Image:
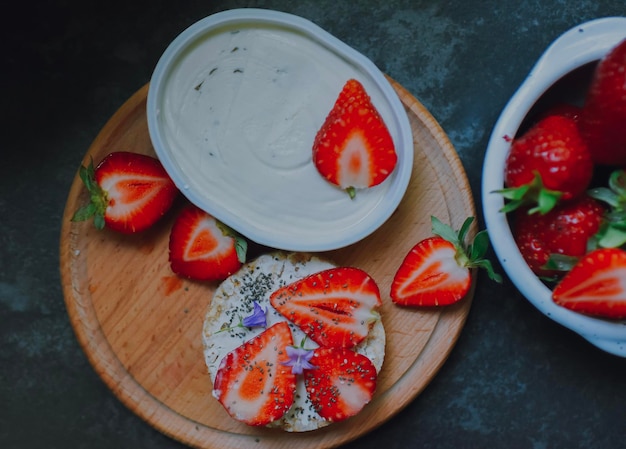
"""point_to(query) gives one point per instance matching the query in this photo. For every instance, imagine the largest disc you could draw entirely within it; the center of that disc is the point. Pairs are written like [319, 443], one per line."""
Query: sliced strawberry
[436, 272]
[129, 192]
[335, 307]
[341, 383]
[202, 248]
[252, 382]
[353, 149]
[604, 112]
[596, 285]
[430, 275]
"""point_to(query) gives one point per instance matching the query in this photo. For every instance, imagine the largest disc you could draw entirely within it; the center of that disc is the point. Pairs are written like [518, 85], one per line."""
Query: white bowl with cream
[233, 107]
[581, 45]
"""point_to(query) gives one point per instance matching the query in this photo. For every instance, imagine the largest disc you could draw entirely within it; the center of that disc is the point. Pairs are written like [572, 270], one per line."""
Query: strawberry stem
[467, 255]
[241, 244]
[534, 194]
[612, 233]
[98, 201]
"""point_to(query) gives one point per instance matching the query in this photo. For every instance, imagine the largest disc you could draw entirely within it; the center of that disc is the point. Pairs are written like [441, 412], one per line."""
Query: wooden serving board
[140, 325]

*Required work*
Every record above should be written out again without change, except that the pictures are left out.

*Solution to this exercise*
Image:
"""point_to(query) gives one point per instance matching the query in this photo. For every instance, imagine the largest disc you could draw entirely within it; the center of that disc is the point. Pairs are written like [319, 443], one per line."""
Query: sliced strawberry
[436, 272]
[129, 192]
[335, 307]
[341, 383]
[202, 248]
[252, 382]
[353, 149]
[604, 112]
[596, 285]
[430, 275]
"""point_to(query) gives one point per instance matching the query in this photo. For every instance, imagine the largest disc you could draw entirely within it; the center of that disc is the point. Pairs are written like [518, 85], one per line."""
Query: white bowl with cream
[233, 107]
[581, 45]
"""point_to(query) gives one point per instance matching the query in this photo. For every instance, imagine the largest disc you could draw entirely within it; the center of that disc is the point. Pairs are written like [572, 270], one per line."""
Query: strawberry stem
[467, 255]
[241, 244]
[534, 194]
[612, 233]
[98, 201]
"""point_to(query) gives one point per instance matching the query in this photo. For every instance, imagine the largest disc you could draw entirely within it; the center of that disc is the point. Pairs are written like [441, 412], one per line."""
Query: wooden serving board
[140, 325]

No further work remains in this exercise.